■ Goal of the exercise: If a line in the listing below contains "black", return that line.

■ The data:
——————————

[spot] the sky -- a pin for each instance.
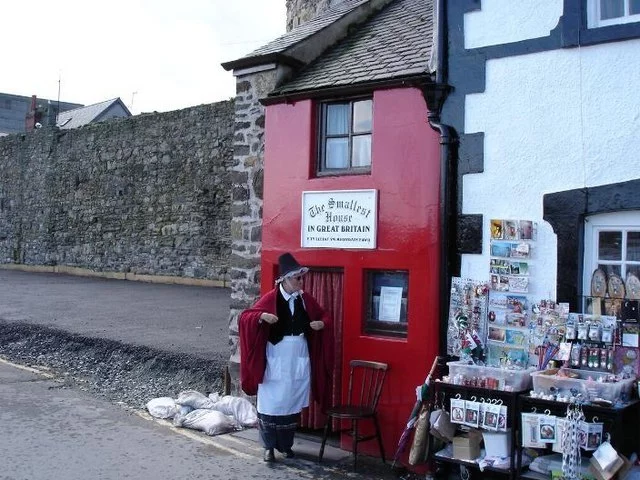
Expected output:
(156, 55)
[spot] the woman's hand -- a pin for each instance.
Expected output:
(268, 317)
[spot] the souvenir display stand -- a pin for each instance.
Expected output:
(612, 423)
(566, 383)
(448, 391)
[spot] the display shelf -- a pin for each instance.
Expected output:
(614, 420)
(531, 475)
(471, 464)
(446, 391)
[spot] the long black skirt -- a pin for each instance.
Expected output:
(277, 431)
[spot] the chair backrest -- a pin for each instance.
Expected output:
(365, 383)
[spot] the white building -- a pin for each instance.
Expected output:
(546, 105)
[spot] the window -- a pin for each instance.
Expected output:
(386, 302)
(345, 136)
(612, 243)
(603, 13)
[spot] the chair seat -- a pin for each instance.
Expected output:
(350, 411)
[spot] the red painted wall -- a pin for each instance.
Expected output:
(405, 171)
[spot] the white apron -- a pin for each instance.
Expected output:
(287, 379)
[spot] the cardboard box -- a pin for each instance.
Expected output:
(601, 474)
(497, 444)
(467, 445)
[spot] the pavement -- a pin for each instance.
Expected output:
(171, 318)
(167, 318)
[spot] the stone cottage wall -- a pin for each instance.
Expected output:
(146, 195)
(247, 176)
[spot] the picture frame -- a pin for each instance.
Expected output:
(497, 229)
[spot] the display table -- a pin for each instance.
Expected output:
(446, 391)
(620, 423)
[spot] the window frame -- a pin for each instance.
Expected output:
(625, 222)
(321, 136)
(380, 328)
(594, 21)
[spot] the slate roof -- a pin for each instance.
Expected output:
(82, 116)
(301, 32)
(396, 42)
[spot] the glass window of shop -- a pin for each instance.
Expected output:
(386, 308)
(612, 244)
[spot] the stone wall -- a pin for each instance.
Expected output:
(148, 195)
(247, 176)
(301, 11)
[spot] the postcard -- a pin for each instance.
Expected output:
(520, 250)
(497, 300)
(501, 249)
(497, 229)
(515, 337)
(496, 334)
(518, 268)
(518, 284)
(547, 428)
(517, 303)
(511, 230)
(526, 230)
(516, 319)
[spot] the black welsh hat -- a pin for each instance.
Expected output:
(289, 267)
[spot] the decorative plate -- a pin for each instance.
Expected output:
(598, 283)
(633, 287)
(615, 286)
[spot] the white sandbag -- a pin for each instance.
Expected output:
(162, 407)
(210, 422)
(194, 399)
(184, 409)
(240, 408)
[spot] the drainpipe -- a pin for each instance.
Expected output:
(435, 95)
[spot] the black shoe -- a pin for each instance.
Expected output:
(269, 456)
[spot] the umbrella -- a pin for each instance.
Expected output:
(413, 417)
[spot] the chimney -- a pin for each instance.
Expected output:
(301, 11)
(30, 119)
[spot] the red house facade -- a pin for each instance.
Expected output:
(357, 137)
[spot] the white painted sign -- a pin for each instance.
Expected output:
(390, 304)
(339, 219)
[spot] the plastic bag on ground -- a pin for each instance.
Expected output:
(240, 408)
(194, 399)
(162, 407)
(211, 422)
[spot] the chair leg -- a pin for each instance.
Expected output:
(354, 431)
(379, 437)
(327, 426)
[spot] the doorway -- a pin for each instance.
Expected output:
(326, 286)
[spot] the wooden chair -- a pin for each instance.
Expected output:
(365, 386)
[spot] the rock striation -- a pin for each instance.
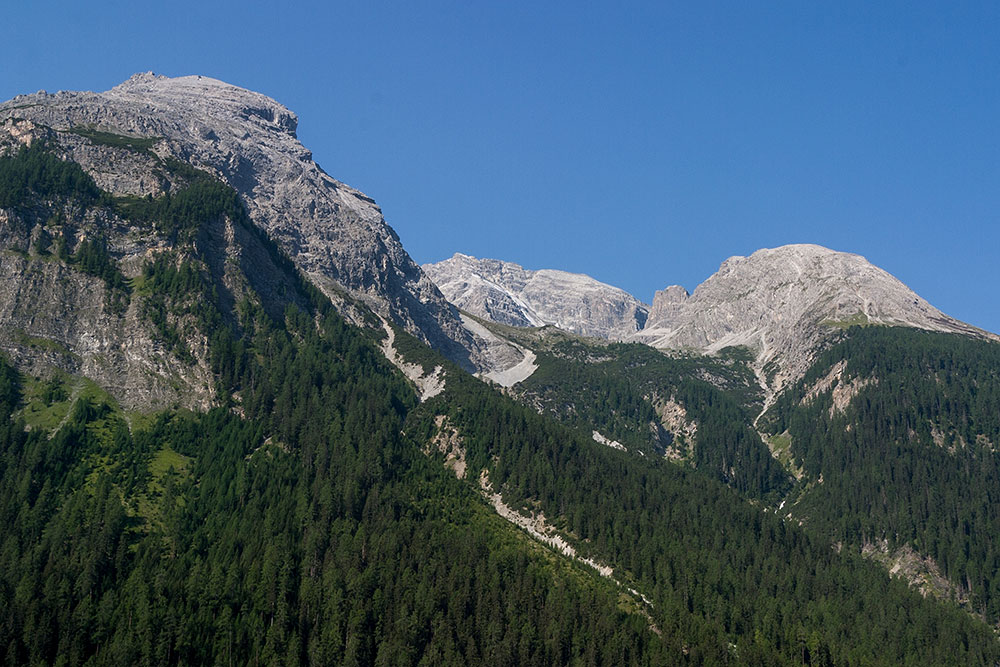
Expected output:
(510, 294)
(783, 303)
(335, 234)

——————————

■ Answer to this task:
[spot] the long black skirt -- a pin for each instance.
[spot] the black welsh hat -- a pin for each instance.
[spot] the black shoe -- a pin for each instance.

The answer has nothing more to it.